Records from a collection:
==*==

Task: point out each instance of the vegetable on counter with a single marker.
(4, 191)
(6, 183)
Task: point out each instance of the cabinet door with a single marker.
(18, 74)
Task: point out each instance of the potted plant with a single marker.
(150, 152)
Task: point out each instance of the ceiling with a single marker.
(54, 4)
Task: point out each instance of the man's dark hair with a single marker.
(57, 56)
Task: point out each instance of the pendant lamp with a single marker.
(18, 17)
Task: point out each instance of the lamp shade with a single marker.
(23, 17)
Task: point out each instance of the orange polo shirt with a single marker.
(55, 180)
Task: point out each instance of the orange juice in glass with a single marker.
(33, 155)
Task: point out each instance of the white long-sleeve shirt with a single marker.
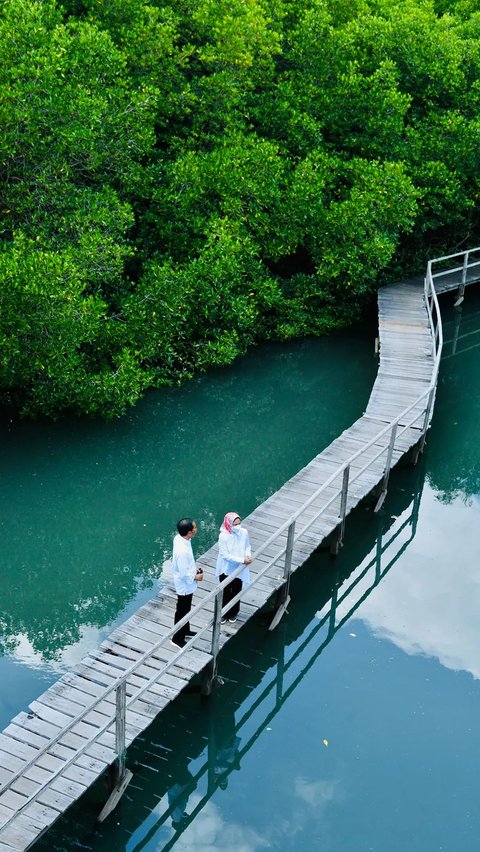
(232, 550)
(183, 566)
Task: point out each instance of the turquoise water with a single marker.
(353, 726)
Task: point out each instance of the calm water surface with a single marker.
(354, 726)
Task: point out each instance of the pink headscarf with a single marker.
(228, 521)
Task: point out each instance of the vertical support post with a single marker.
(378, 552)
(388, 465)
(333, 612)
(210, 675)
(283, 598)
(120, 720)
(461, 289)
(280, 673)
(338, 541)
(426, 421)
(458, 317)
(120, 776)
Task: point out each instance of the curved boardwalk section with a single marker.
(52, 754)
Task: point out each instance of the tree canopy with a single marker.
(182, 178)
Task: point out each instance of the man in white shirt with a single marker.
(185, 576)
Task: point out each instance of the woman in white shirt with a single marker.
(233, 550)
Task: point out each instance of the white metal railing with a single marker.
(118, 705)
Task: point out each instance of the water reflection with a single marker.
(453, 445)
(87, 509)
(191, 752)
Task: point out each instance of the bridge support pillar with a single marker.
(210, 676)
(120, 775)
(340, 531)
(283, 596)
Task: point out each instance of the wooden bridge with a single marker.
(84, 722)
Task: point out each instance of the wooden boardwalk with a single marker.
(52, 754)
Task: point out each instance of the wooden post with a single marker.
(458, 317)
(338, 540)
(388, 465)
(121, 776)
(210, 675)
(120, 719)
(284, 597)
(378, 553)
(333, 612)
(426, 421)
(461, 289)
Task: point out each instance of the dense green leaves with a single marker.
(182, 179)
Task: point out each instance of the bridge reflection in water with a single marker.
(217, 733)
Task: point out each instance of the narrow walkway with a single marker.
(52, 754)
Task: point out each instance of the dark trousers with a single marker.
(229, 593)
(184, 605)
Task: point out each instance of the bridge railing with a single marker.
(415, 416)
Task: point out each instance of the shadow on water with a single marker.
(196, 744)
(88, 509)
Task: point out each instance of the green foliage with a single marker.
(182, 179)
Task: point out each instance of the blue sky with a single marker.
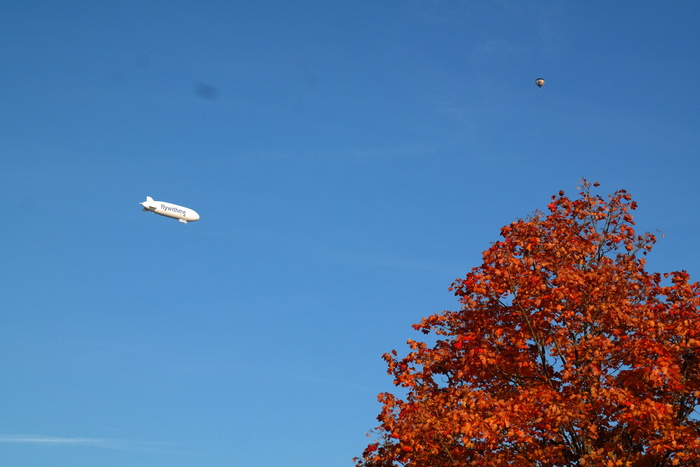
(349, 160)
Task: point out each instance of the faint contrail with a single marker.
(39, 439)
(95, 442)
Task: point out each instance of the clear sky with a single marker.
(349, 160)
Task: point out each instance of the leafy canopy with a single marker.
(565, 352)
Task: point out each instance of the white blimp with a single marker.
(180, 213)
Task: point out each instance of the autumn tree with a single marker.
(565, 352)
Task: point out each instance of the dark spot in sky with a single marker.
(206, 91)
(143, 61)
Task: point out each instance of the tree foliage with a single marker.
(565, 352)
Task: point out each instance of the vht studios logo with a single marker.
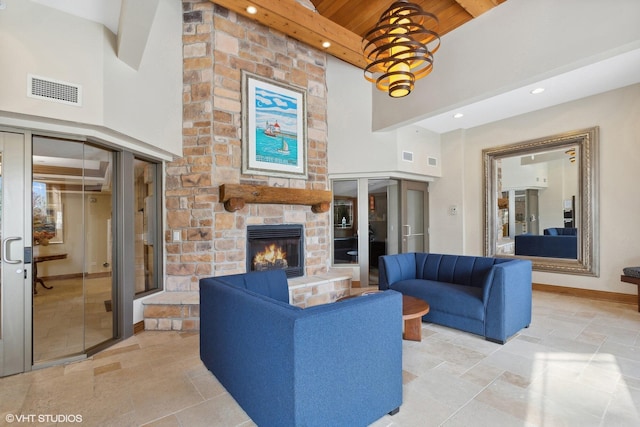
(43, 418)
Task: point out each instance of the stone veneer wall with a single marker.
(217, 45)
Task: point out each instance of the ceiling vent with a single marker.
(54, 90)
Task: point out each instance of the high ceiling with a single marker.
(343, 22)
(359, 16)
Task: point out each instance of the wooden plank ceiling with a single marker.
(343, 23)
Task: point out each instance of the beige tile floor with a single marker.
(577, 365)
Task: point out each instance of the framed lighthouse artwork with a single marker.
(274, 128)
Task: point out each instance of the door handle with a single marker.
(5, 249)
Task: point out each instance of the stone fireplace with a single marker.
(276, 247)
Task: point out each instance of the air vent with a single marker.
(54, 90)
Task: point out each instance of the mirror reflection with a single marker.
(536, 204)
(540, 202)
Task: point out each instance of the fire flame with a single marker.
(270, 254)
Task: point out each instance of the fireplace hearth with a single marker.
(276, 247)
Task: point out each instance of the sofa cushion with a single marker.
(458, 300)
(272, 284)
(459, 269)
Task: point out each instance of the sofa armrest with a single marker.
(355, 350)
(507, 299)
(393, 268)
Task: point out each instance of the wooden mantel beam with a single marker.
(302, 24)
(234, 196)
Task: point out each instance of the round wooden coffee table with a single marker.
(412, 311)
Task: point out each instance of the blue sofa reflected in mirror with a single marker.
(557, 242)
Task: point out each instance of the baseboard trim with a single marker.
(138, 327)
(588, 293)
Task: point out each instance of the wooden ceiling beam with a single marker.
(302, 24)
(477, 7)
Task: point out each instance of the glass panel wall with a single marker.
(72, 247)
(146, 178)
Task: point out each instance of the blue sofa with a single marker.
(336, 364)
(490, 297)
(555, 243)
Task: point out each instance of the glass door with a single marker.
(414, 214)
(14, 288)
(73, 301)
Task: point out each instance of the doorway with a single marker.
(57, 289)
(374, 217)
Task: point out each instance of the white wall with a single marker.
(616, 114)
(354, 149)
(139, 110)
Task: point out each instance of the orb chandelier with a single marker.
(399, 49)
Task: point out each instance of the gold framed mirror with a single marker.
(541, 202)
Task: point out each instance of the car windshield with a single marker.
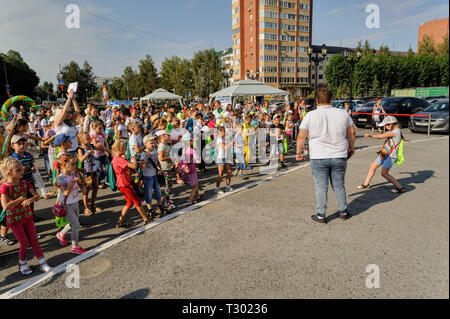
(390, 103)
(437, 107)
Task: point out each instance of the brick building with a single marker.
(270, 42)
(436, 29)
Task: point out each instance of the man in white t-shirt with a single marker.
(331, 143)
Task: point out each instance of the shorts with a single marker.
(375, 124)
(192, 179)
(387, 162)
(222, 161)
(130, 197)
(276, 147)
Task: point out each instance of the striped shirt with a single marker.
(27, 160)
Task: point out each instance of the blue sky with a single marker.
(114, 34)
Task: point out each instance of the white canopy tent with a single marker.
(247, 88)
(161, 94)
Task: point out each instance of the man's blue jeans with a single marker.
(332, 169)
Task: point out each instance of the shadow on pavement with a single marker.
(377, 194)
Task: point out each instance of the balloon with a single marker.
(11, 101)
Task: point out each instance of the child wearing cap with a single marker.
(187, 166)
(123, 176)
(166, 165)
(151, 168)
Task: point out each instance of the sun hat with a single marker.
(161, 132)
(149, 137)
(17, 138)
(388, 120)
(187, 137)
(61, 138)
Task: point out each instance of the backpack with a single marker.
(128, 151)
(112, 178)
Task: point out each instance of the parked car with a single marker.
(341, 105)
(439, 118)
(392, 105)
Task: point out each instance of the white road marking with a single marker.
(62, 268)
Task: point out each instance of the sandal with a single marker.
(397, 190)
(123, 224)
(44, 267)
(23, 268)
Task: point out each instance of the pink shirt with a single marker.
(100, 138)
(120, 166)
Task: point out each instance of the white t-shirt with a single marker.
(135, 140)
(327, 127)
(130, 119)
(71, 131)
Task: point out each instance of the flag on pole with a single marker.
(105, 93)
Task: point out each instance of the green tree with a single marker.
(147, 80)
(21, 78)
(176, 73)
(207, 72)
(84, 76)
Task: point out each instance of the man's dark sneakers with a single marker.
(319, 220)
(345, 216)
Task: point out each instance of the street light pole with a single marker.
(314, 57)
(352, 60)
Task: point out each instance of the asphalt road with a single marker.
(261, 242)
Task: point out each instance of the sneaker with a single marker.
(319, 220)
(77, 250)
(345, 216)
(62, 240)
(6, 241)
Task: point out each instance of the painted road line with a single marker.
(93, 252)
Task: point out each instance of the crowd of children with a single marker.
(140, 151)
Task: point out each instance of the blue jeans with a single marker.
(151, 184)
(332, 169)
(240, 161)
(99, 162)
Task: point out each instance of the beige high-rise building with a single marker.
(270, 43)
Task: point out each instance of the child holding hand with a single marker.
(19, 216)
(68, 188)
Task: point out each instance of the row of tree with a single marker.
(197, 77)
(378, 72)
(22, 80)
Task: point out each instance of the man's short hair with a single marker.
(324, 95)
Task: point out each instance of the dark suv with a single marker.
(392, 105)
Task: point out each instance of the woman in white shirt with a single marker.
(65, 121)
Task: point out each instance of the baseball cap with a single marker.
(149, 137)
(388, 120)
(17, 138)
(61, 138)
(187, 137)
(161, 132)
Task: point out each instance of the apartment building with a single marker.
(270, 42)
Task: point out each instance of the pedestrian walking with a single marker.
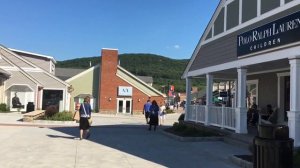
(154, 109)
(162, 114)
(146, 110)
(85, 114)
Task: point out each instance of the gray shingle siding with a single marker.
(223, 50)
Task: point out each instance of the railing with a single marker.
(223, 117)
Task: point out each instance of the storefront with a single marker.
(114, 89)
(259, 52)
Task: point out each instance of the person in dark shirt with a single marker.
(146, 110)
(16, 102)
(154, 110)
(85, 111)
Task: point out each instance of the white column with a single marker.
(209, 86)
(188, 87)
(258, 7)
(241, 111)
(294, 113)
(281, 2)
(240, 11)
(235, 94)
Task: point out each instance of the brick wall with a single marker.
(109, 82)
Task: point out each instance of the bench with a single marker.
(29, 117)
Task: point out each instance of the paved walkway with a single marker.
(116, 141)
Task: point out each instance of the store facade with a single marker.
(256, 45)
(28, 78)
(114, 89)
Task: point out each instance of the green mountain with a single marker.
(163, 70)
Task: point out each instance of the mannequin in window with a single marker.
(16, 102)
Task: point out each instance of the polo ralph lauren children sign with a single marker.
(124, 91)
(277, 33)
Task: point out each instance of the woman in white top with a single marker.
(162, 114)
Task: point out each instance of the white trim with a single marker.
(258, 9)
(283, 74)
(255, 82)
(281, 2)
(33, 65)
(203, 40)
(252, 21)
(110, 49)
(35, 54)
(19, 85)
(41, 98)
(268, 71)
(271, 56)
(10, 68)
(225, 17)
(83, 73)
(240, 11)
(32, 69)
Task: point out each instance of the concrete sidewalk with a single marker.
(116, 141)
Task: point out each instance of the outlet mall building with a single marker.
(255, 44)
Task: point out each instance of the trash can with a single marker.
(272, 147)
(29, 107)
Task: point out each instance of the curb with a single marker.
(192, 139)
(53, 122)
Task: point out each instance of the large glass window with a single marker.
(232, 14)
(249, 9)
(209, 35)
(267, 5)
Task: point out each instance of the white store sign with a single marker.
(124, 91)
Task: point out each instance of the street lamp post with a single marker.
(168, 93)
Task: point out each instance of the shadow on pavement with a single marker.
(136, 140)
(57, 136)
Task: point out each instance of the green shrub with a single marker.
(62, 116)
(4, 107)
(51, 110)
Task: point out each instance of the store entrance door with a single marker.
(124, 105)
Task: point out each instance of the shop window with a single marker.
(232, 14)
(252, 92)
(287, 1)
(219, 23)
(209, 35)
(267, 5)
(249, 8)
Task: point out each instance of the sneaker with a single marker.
(88, 135)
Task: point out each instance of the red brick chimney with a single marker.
(108, 79)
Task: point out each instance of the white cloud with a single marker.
(176, 46)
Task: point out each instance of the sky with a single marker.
(69, 29)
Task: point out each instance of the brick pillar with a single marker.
(108, 80)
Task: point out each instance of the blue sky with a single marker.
(68, 29)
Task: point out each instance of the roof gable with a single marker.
(247, 14)
(137, 83)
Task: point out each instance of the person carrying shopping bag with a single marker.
(85, 118)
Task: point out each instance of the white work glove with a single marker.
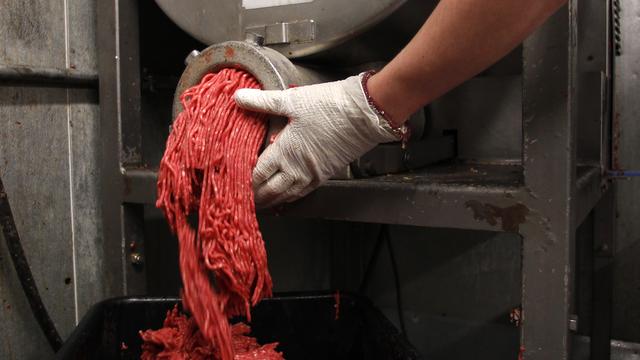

==*==

Task details:
Every line from the one with "Task: point out each instance of the mannequin" through the end of the records above belongs in the answer, copied exactly; no picture does.

Answer to this problem:
Task: point out each instance of the mannequin in window with a single marker.
(16, 102)
Task: point out each instance of the polo ralph lauren children sign with a single marker.
(124, 91)
(277, 33)
Task: point out each instance of the woman in white top with a single marker.
(162, 114)
Task: point out each instance of the white trim with a single marker.
(258, 9)
(283, 74)
(255, 82)
(281, 2)
(33, 65)
(203, 40)
(252, 21)
(110, 49)
(35, 54)
(19, 85)
(41, 98)
(268, 71)
(271, 56)
(10, 68)
(225, 17)
(83, 73)
(240, 11)
(32, 69)
Task: point out each instance of the concrete sidewalk with a single marker.
(116, 141)
Task: point out each instance of the outlet mall building with a single marker.
(255, 44)
Task: point out each instance of the trash can with a single marker.
(272, 147)
(29, 107)
Task: point out each instance of the curb with a single marker.
(192, 139)
(53, 122)
Task: point out each instance of the large glass window with a single marker.
(232, 14)
(249, 9)
(209, 35)
(267, 5)
Task: point out each instance of the white store sign with a single marker.
(124, 91)
Task: point out each instance of the street lamp post with a single marker.
(168, 93)
Task: point out each instance of the shadow on pavement with a single marker.
(136, 140)
(57, 136)
Task: point out each instance of the green shrub with a single marker.
(62, 116)
(4, 107)
(51, 110)
Task: point out each instance of the store entrance door with a single marker.
(124, 105)
Task: point out each instance of the shop window with a single marker.
(232, 14)
(252, 92)
(287, 1)
(219, 23)
(209, 35)
(267, 5)
(249, 8)
Task: point out each instance of the sneaker with a single marker.
(88, 135)
Task: point out each instance of the red brick chimney with a single marker.
(108, 79)
Task: point out each instance of the white cloud with a single marker.
(176, 46)
Task: point out each instance of the sky with a single marker.
(69, 29)
Task: point out each instance of the brick pillar with a single marker.
(108, 80)
Task: point out each instance of the blue sky with a single marker.
(68, 29)
Task: point out each instance of the roof gable with a single marker.
(247, 14)
(137, 83)
Task: point out each instance of the person carrying shopping bag with a single marker.
(85, 118)
Task: point out each instance of the white work glove with a single marker.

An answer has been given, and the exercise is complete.